* **Passage provided**:

----

On April 14, 2021, Plaintiff James Kay (“Plaintiff”) filed this action against Defendant Avis Budget Car Rentals (“Avis”) for damages relating to a hit and run collision. Plaintiff alleges that his vehicle was struck by a vehicle rented through Avis. Plaintiff amended the Complaint to add Defendant Pedro Ivan Jiminez Aguilera (“Aguilera”) on October 14, 2021. Plaintiff asserts causes of action for motor vehicle and general negligence. As against Defendant Avis, the claims are based on negligent entrustment.

 

Defendant Avis now moves for summary judgment, or alternatively, summary adjudication, as to Plaintiffs claims.  Plaintiff opposes the motion, and Avis filed a reply. 

 

2. Motion for Summary Judgment

a. Evidentiary Objections

Defendant Avis makes objections to facts asserted within Plaintiff’s responsive separate statement. Objections to a separate statement are improper. (CRC, Rule 3.1354(b).) The Court, therefore, declines to rule on the purported objections to the facts asserted in the separate statement.

 

b. Burdens on Summary Judgment

Summary judgment is proper “if all the papers submitted show that there is no triable issue as to any material fact and that the moving party is entitled to judgment as a matter of law.”  (CCP § 437c(c).)  The moving party bears the initial burden of production to make a prima facie showing that there are no triable issues of material fact.  (Aguilar v. Atlantic Richfield Co. (2001) 25 Cal.4th 826, 850.)  A defendant moving for summary judgment must show either (1) that one or more elements of the cause of action cannot be established or (2) that there is a complete defense to that cause of action.  (Id. at § 437c(p).)  A defendant may discharge this burden by furnishing either (1) affirmative evidence of the required facts or (2) discovery responses conceding that the plaintiff lacks evidence to establish an essential element of the plaintiff's case. If a defendant chooses the latter option, he or she must present evidence “and not simply point out that plaintiff does not possess and cannot reasonably obtain needed evidence….”  (Aguilar, supra, 25 Cal.4th at 865-66.)

 

[A] defendant may simply show the plaintiff cannot establish an essential element of the cause of action “by showing that the plaintiff does not possess, and cannot reasonably obtain, needed evidence.” (Id. at p. 854.)  Thus, rather than affirmatively disproving or negating an element (e.g., causation), a defendant moving for summary judgment has the option of presenting evidence reflecting the plaintiff does not possess evidence to prove that element. “The defendant may, but need not, present evidence that conclusively negates an element of the plaintiff's cause of action. The defendant may also present evidence that the plaintiff does not possess, and cannot reasonably obtain, needed evidence—as through admissions by the plaintiff following extensive discovery to the effect that he has discovered nothing” to support an essential element of his case. (Aguilar, supra, at p. 855.) Under the latter approach, a defendant's initial evidentiary showing may “consist of the deposition testimony of the plaintiff's witnesses, the plaintiff's factually devoid discovery responses, or admissions by the plaintiff in deposition or in response to requests for admission that he or she has not discovered anything that supports an essential element of the cause of action.” (Lona v. Citibank, N.A., supra, 202 Cal.App.4th at p. 110.)  In other words, a defendant may show the plaintiff does not possess evidence to support an element of the cause of action by means of presenting the plaintiff's factually devoid discovery responses from which an absence of evidence may be reasonably inferred. (Scheiding v. Dinwiddie Construction Co. (1999) 69 Cal.App.4th 64, 83.)

----

* **Extracted records**:

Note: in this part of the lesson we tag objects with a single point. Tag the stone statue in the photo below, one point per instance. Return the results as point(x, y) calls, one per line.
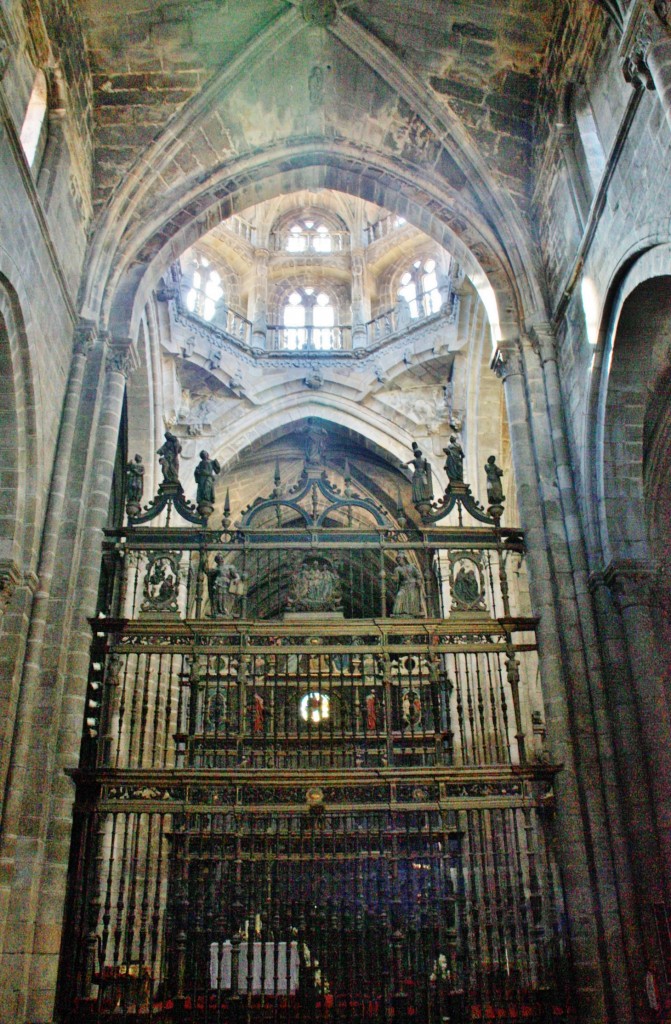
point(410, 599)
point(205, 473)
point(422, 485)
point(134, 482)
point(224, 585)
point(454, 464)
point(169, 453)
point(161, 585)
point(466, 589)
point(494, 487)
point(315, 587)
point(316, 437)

----

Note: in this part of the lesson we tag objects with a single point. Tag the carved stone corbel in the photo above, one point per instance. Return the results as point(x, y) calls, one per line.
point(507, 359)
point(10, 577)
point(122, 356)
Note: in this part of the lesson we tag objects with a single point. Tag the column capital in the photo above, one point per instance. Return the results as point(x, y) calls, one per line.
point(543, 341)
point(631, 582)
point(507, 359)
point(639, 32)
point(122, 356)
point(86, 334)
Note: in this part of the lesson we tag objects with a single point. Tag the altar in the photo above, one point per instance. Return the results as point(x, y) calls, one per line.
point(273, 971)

----

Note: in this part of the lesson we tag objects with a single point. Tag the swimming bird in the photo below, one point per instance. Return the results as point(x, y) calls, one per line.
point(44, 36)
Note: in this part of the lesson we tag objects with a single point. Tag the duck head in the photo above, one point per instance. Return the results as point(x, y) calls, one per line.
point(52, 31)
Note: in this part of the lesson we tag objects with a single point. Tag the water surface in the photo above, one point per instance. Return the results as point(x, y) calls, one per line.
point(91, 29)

----

* **Work request 1**: In the court ruling, on what date was Defendant Aguilera added to the Complaint?
* **Work request 2**: List every court case cited by name in the court ruling.
* **Work request 3**: Continue the court ruling on Avis's summary judgment motion from the point where it stops.

* **Response area 1**: October 14, 2021

* **Response area 2**:
Aguilar v. Atlantic Richfield Co.
Lona v. Citibank, N.A.
Scheiding v. Dinwiddie Construction Co.

* **Response area 3**:
 

Thus, a moving defendant has two means by which to shift the burden of proof under the summary judgment statute: “The defendant may rely upon factually insufficient discovery responses by the plaintiff to show that the plaintiff cannot establish an essential element of the cause of action sued upon. [Citation.] [Or a]lternatively, the defendant may utilize the tried and true technique of negating (‘disproving’) an essential element of the plaintiff's cause of action.” (Brantly v. Pisaro (1996) 42 Cal.App.4th 1591, 1598.)

 

(Leyva v. Garcia (2018) 20 Cal.App.5th 1095, 1103.)

 

Until the moving defendant has discharged its burden of proof, the opposing plaintiff has no burden to come forward with any evidence. Once the moving defendant has discharged its burden as to a particular cause of action, however, the plaintiff may defeat the motion by producing evidence showing that a triable issue of one or more material facts exists as to that cause of action.  (CCP § 437c(p)(2).)  On a motion for summary judgment, the moving party's supporting documents are strictly construed and those of his opponent liberally construed, and doubts as to the propriety of summary judgment should be resolved against granting the motion.  (D’Amico v. Board of Medical Examiners (1974) 11 Cal.3d 1, 21.)  However, “when discovery has produced an admission or concession on the part of the party opposing summary judgment which demonstrates that there is no factual issue to be tried, certain of these stern requirements applicable in a normal case are relaxed or altered in their operation.”  (Ibid.) “The reasons for this attitude toward the legitimate products of discovery are clear. As the law recognizes in other contexts (see Evid. Code, §§ 1220–1230) admissions against interest have a very high credibility value. This is especially true when, as in this case, the admission is obtained not in the normal course of human activities and affairs but in the context of an established pretrial procedure whose purpose is to elicit facts. Accordingly, when such an admission becomes relevant to the determination, on motion for summary judgment, of whether or not there exist triable issues of fact (as opposed to legal issues) between the parties, it is entitled to and should receive a kind of deference not normally accorded evidentiary allegations in affidavits.”  (Id. at 22.)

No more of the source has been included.